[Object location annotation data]
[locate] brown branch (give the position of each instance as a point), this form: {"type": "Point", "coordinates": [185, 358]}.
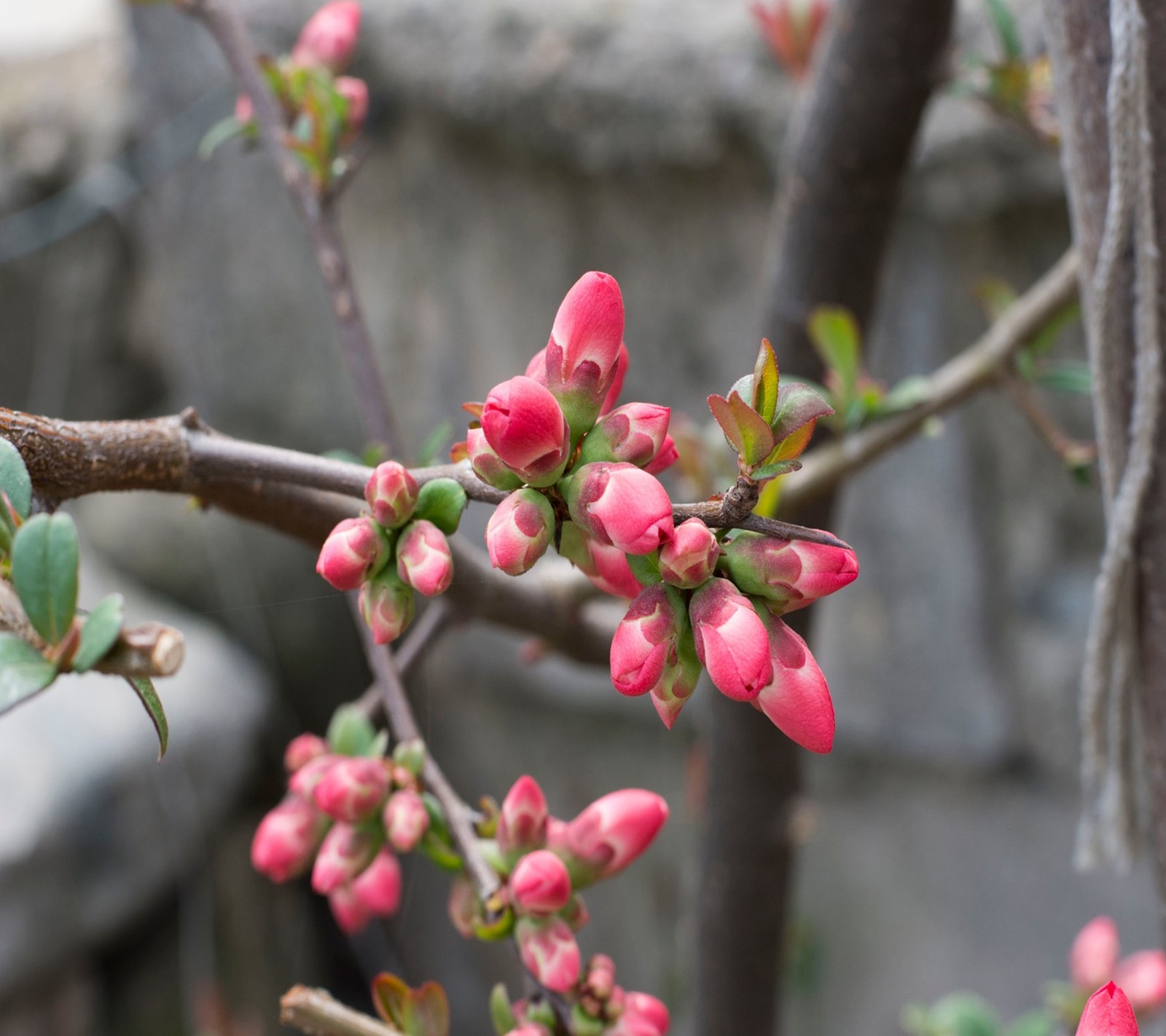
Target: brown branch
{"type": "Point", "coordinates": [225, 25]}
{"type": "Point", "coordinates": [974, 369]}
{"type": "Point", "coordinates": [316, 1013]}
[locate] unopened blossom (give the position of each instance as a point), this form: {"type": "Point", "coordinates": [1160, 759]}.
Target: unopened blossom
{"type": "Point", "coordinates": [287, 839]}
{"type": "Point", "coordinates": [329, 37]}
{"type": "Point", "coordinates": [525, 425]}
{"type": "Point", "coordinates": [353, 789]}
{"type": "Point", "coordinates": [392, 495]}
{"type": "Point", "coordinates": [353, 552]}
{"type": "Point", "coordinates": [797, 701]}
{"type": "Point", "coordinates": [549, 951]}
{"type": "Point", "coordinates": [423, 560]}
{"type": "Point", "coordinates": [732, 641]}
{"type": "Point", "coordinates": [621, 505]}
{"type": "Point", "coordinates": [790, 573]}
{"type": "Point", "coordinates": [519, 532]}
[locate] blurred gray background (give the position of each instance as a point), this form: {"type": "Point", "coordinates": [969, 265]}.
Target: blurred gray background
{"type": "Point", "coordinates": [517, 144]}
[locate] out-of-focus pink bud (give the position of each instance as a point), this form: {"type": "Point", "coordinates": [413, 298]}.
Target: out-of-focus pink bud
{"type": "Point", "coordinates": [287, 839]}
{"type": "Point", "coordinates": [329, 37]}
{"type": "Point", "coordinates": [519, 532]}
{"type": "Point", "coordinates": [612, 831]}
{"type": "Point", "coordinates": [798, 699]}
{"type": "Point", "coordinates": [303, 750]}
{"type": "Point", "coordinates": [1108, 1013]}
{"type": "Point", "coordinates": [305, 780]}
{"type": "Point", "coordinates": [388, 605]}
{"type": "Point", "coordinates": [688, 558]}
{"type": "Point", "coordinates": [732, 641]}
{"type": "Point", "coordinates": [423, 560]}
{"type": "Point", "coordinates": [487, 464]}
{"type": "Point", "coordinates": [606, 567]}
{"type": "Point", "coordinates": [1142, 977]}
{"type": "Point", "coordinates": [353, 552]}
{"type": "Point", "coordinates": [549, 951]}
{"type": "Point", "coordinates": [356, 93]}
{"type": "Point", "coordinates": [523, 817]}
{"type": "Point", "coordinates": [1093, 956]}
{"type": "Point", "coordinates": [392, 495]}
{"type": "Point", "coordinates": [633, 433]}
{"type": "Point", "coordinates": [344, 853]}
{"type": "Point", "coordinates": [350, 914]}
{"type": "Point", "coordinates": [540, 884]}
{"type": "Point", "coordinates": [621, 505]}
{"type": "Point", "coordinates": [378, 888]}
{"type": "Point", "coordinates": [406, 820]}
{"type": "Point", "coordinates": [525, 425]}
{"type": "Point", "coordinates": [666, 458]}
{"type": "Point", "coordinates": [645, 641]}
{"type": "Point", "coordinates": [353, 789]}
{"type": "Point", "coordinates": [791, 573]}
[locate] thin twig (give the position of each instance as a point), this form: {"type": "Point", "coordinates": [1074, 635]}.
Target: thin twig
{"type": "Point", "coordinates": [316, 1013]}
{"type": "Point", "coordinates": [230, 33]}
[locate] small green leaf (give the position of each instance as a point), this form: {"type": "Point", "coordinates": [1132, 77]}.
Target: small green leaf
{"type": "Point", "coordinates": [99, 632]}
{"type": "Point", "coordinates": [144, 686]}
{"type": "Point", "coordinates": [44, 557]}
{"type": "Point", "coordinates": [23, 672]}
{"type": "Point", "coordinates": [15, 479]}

EXERCISE TASK:
Write out the lines again, starting with the line that contains "[locate] out-of-focus pink" and going on through the last line, keeping the requests as they are and shifting every coordinate in the answers up by 74.

SOLUTION TO THE EXERCISE:
[locate] out-of-focus pink bud (give the position of each instance as a point), this form: {"type": "Point", "coordinates": [413, 298]}.
Target: out-of-focus pink bud
{"type": "Point", "coordinates": [361, 913]}
{"type": "Point", "coordinates": [403, 111]}
{"type": "Point", "coordinates": [593, 606]}
{"type": "Point", "coordinates": [686, 905]}
{"type": "Point", "coordinates": [872, 773]}
{"type": "Point", "coordinates": [377, 824]}
{"type": "Point", "coordinates": [1182, 1087]}
{"type": "Point", "coordinates": [379, 854]}
{"type": "Point", "coordinates": [462, 679]}
{"type": "Point", "coordinates": [762, 632]}
{"type": "Point", "coordinates": [806, 715]}
{"type": "Point", "coordinates": [497, 634]}
{"type": "Point", "coordinates": [561, 538]}
{"type": "Point", "coordinates": [680, 641]}
{"type": "Point", "coordinates": [1216, 1051]}
{"type": "Point", "coordinates": [427, 626]}
{"type": "Point", "coordinates": [623, 1025]}
{"type": "Point", "coordinates": [430, 167]}
{"type": "Point", "coordinates": [597, 891]}
{"type": "Point", "coordinates": [1167, 1030]}
{"type": "Point", "coordinates": [466, 569]}
{"type": "Point", "coordinates": [707, 507]}
{"type": "Point", "coordinates": [418, 927]}
{"type": "Point", "coordinates": [424, 988]}
{"type": "Point", "coordinates": [614, 958]}
{"type": "Point", "coordinates": [695, 579]}
{"type": "Point", "coordinates": [452, 962]}
{"type": "Point", "coordinates": [480, 894]}
{"type": "Point", "coordinates": [599, 499]}
{"type": "Point", "coordinates": [740, 532]}
{"type": "Point", "coordinates": [719, 715]}
{"type": "Point", "coordinates": [427, 863]}
{"type": "Point", "coordinates": [865, 647]}
[locate] thin twig (give the position of each instance as a point), this form: {"type": "Point", "coordinates": [1074, 635]}.
Target: thin twig
{"type": "Point", "coordinates": [390, 1087]}
{"type": "Point", "coordinates": [304, 107]}
[locate] small green leaf (give the position of each instance as a point), this form: {"type": "Point", "coordinates": [1132, 77]}.
Target: small green leaf
{"type": "Point", "coordinates": [173, 706]}
{"type": "Point", "coordinates": [218, 760]}
{"type": "Point", "coordinates": [118, 631]}
{"type": "Point", "coordinates": [97, 746]}
{"type": "Point", "coordinates": [89, 553]}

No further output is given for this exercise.